══ DATA PROVIDED

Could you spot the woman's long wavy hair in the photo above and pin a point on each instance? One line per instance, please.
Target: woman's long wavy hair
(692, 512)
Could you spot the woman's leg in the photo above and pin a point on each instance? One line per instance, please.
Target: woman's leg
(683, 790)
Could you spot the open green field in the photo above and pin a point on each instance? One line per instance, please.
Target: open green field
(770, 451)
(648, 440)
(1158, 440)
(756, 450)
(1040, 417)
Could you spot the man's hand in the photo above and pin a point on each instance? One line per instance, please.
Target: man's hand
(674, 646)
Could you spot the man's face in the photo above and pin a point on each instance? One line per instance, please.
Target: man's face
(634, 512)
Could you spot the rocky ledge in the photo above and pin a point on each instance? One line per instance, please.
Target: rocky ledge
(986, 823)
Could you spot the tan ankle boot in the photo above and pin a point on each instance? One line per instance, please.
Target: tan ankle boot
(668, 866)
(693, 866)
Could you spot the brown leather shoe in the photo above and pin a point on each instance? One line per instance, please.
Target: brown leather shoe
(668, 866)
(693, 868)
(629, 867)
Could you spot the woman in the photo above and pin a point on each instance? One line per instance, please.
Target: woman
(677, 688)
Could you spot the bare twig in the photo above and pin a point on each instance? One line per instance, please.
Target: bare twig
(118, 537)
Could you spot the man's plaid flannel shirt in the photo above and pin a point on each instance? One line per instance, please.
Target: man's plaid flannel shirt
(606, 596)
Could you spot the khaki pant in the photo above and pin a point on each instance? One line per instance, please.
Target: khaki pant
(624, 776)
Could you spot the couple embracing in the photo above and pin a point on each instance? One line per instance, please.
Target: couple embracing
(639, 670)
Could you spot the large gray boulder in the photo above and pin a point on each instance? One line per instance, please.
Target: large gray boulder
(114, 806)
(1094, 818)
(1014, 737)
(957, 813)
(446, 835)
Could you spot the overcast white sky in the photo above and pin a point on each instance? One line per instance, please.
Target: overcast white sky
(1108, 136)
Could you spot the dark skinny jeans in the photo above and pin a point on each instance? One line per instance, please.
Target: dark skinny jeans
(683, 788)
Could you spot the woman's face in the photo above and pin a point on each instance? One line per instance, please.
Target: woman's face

════

» AIM:
Your task is to extract all of the records exactly.

» FINISHED TASK:
Could you spot the woman's long wavy hair in the photo above and pin a point on each instance? One line per instance, please.
Target: woman's long wavy hair
(692, 512)
Could you spot the woman's leg in the photo above and pin a point on each instance? One line per instance, please.
Target: woman's leg
(683, 790)
Could you spot the open green field in the photo above and pin a point on each instance? One line per instance, please.
Target: open green field
(770, 451)
(648, 440)
(1158, 440)
(756, 450)
(1040, 417)
Could you spot the man's hand in the photo above and pin a point on each instance? One line per instance, please.
Target: man's hand
(674, 646)
Could you spot the man's face in the photo above and pin a point on each instance? One line per instance, please.
Target: man's face
(634, 512)
Could you spot the rocky ledge in the photo above and pin a point on each instance? One line per instance, please.
Target: rocky ledge
(986, 823)
Could you spot the tan ankle boot in the photo above and pin a point on each instance? One line per instance, please.
Target: tan ankle boot
(668, 866)
(693, 866)
Could you spot the brown leather shoe in the photo above and pin a point on each instance? One line per instance, please.
Target: brown leather shoe
(668, 866)
(693, 868)
(629, 867)
Could you spot the woman in the photo above and pin a point on each instance? One line per instance, please.
Target: woman
(677, 688)
Could you spot the bare twig in the photo above and pin a point on each instance? One line per instance, please.
Target: bare twig
(118, 537)
Could you spot the man's plaid flannel shirt in the photo above and pin a point on each instance? One line per instance, please.
Target: man's plaid flannel shirt
(606, 596)
Could you spot the khaki pant in the photo above and pin a point on each instance? One line per instance, please.
Target: khaki pant
(624, 776)
Could you spot the couple embracing in the photo above and pin a point on each instance? One line per instance, please.
Target: couple embracing
(639, 670)
Could you spot the large gray boulder in the photo above and pin a point on each instance? One line per instance, please.
Target: large gray boulder
(114, 806)
(1094, 818)
(1014, 737)
(957, 813)
(446, 835)
Could you spot the overcast white sky in the photo above and pin a point on each instance? One line per instance, please.
Target: overcast white sky
(1108, 136)
Could you spot the dark skinny jeans in the photo above and pin a point on each instance? One line per instance, please.
Target: dark skinny jeans
(683, 788)
Could you spot the woman's face in the photo above and pin a point on each instance? One line per instance, please.
Target: woman's face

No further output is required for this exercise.